**EXCERPTED DATA**
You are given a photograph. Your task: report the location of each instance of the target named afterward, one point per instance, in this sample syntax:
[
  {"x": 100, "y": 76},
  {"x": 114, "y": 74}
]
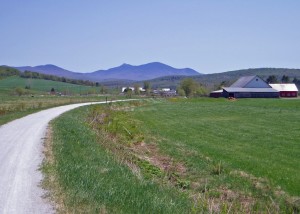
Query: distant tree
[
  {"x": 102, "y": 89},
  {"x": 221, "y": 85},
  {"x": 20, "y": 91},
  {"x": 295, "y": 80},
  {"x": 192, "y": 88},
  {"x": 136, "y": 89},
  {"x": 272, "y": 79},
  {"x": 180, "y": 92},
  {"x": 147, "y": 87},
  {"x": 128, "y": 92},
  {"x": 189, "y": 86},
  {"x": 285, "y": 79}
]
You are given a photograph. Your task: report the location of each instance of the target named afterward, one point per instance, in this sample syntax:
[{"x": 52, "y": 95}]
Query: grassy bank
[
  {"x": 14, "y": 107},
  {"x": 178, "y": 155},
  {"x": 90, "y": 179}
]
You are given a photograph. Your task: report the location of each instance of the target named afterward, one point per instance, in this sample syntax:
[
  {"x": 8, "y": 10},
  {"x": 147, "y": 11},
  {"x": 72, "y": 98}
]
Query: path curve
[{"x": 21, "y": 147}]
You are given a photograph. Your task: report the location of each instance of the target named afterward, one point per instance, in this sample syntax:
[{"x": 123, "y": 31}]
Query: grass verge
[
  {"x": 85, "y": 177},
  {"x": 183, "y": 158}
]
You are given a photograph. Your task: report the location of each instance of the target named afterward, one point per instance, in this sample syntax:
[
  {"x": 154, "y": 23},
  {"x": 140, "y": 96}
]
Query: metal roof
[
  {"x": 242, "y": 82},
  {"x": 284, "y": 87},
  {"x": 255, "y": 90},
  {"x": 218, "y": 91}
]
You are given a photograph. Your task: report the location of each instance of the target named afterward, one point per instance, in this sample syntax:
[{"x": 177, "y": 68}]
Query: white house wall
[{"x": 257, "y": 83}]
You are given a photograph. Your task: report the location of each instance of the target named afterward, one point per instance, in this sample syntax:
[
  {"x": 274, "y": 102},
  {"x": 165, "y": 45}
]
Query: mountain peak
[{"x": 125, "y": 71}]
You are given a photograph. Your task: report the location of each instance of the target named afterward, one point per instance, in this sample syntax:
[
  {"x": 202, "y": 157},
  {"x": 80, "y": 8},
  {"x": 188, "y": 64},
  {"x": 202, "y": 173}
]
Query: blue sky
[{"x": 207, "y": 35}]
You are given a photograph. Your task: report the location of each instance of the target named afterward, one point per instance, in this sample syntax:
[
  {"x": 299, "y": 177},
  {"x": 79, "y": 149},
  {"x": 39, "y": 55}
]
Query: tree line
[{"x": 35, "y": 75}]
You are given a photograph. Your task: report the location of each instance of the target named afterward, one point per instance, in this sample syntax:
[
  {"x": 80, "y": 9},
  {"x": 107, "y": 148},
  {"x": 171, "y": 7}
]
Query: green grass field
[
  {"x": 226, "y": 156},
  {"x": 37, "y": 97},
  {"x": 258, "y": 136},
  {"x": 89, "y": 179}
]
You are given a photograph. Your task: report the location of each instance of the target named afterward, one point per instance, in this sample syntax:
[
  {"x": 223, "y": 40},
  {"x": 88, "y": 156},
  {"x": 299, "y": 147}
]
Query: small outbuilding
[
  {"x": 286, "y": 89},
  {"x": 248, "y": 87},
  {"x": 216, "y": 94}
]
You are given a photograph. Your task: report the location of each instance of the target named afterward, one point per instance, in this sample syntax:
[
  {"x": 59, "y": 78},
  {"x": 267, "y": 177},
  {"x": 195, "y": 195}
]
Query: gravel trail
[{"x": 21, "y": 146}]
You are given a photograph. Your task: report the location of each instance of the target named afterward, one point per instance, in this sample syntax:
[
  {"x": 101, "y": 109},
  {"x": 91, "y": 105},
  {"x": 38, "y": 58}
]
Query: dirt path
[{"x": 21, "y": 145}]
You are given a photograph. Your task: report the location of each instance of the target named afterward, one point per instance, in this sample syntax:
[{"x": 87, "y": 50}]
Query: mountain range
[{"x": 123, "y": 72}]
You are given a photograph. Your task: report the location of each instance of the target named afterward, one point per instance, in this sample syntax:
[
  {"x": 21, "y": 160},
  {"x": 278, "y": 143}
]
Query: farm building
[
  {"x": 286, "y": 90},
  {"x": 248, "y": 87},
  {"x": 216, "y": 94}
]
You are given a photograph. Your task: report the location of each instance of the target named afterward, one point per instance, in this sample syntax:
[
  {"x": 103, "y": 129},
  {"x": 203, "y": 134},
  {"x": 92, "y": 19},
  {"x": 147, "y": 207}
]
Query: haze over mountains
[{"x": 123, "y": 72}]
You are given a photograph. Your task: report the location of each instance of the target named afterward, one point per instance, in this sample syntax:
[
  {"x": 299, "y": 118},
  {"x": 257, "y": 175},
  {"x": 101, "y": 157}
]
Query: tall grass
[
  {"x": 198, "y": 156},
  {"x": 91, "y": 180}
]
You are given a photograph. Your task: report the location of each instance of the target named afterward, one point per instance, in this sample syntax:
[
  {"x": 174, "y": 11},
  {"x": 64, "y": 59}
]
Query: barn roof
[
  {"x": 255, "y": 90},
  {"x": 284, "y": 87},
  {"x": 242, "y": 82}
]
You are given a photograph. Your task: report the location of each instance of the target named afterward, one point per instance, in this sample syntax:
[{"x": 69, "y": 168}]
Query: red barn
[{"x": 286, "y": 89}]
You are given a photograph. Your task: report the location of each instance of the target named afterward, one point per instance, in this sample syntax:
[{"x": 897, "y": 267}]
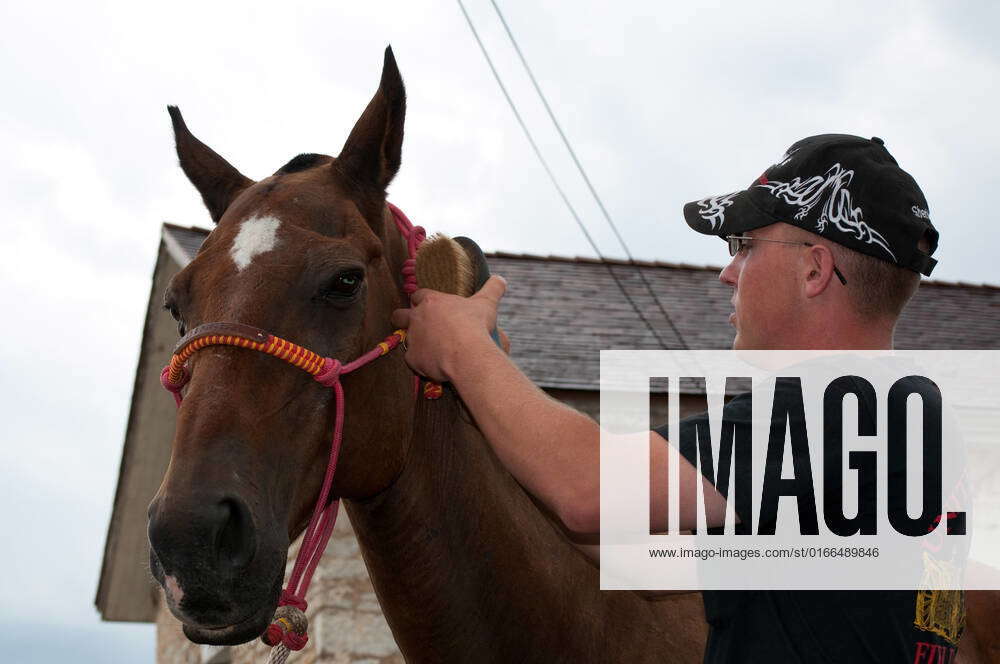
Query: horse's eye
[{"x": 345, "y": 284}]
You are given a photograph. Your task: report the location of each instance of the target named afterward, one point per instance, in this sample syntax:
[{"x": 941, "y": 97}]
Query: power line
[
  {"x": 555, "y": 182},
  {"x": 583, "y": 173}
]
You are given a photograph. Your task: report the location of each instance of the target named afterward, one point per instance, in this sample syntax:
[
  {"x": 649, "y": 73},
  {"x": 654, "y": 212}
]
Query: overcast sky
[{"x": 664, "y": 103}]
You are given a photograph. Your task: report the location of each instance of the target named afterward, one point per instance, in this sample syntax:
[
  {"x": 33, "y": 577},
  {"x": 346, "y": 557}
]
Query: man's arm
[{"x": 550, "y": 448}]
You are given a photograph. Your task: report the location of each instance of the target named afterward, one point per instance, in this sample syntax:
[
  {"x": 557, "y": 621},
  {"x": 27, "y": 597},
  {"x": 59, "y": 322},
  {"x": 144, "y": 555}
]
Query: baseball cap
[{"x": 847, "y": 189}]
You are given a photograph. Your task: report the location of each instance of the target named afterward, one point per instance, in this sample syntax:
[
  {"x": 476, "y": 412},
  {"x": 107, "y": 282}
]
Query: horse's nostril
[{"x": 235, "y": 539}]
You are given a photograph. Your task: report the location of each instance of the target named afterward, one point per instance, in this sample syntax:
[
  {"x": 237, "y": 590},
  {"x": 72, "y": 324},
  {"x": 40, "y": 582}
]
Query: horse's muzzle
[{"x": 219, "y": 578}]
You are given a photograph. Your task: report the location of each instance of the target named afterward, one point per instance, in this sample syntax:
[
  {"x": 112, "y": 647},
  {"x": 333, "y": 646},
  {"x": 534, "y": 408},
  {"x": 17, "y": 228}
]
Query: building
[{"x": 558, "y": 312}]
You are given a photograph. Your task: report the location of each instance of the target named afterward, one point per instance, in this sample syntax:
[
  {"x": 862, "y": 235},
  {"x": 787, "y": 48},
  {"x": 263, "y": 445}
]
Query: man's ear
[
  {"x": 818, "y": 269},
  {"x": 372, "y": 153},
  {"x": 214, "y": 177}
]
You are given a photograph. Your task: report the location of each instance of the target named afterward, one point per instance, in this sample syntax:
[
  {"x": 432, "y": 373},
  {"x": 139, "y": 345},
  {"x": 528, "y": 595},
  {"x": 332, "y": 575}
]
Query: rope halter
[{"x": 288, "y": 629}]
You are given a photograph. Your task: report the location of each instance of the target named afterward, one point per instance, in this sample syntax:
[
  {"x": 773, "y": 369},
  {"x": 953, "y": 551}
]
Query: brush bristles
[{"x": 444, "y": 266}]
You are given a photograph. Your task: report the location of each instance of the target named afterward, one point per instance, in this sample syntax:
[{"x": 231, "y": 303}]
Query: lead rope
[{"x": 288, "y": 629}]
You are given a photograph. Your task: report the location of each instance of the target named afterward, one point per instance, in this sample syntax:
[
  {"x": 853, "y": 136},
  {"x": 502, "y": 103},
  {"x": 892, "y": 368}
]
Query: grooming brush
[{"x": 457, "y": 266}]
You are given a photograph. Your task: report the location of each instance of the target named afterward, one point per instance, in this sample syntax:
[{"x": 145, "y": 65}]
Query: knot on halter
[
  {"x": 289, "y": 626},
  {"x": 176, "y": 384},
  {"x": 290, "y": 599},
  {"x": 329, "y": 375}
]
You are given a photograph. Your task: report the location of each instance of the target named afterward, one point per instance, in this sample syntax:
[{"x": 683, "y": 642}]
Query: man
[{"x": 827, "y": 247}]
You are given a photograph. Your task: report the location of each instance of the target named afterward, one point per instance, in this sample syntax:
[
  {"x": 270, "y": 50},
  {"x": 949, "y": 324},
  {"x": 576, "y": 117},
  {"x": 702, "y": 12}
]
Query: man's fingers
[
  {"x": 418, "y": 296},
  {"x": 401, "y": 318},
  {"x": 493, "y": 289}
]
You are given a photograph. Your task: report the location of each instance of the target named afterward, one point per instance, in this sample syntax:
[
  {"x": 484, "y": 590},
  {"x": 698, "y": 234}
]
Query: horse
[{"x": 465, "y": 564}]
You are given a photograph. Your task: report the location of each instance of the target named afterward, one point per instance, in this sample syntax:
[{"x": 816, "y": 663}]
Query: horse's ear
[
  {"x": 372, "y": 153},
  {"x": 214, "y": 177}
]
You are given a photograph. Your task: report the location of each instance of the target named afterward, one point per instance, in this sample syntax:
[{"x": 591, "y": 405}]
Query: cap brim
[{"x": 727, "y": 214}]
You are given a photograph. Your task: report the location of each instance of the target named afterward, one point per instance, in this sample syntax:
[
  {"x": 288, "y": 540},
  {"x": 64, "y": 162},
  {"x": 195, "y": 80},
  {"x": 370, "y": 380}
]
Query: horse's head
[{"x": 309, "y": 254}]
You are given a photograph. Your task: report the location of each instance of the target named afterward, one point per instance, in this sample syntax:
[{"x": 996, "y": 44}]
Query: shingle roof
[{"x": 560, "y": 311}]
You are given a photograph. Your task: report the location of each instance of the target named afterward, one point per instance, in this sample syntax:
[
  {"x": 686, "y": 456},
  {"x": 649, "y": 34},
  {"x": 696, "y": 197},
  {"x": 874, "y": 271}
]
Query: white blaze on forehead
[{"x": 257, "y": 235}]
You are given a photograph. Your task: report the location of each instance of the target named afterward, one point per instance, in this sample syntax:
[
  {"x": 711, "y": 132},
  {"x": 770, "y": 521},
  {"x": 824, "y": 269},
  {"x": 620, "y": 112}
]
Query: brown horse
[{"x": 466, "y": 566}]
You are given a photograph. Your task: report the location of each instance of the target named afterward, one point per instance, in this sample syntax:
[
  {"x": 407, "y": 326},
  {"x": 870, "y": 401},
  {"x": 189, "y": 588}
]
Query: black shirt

**GIVEN EXERCISE**
Gather every line of the material above that contains the word "roof".

**SOLUTION FOR THIS TASK**
Query: metal roof
Query: barn roof
Query: shingle roof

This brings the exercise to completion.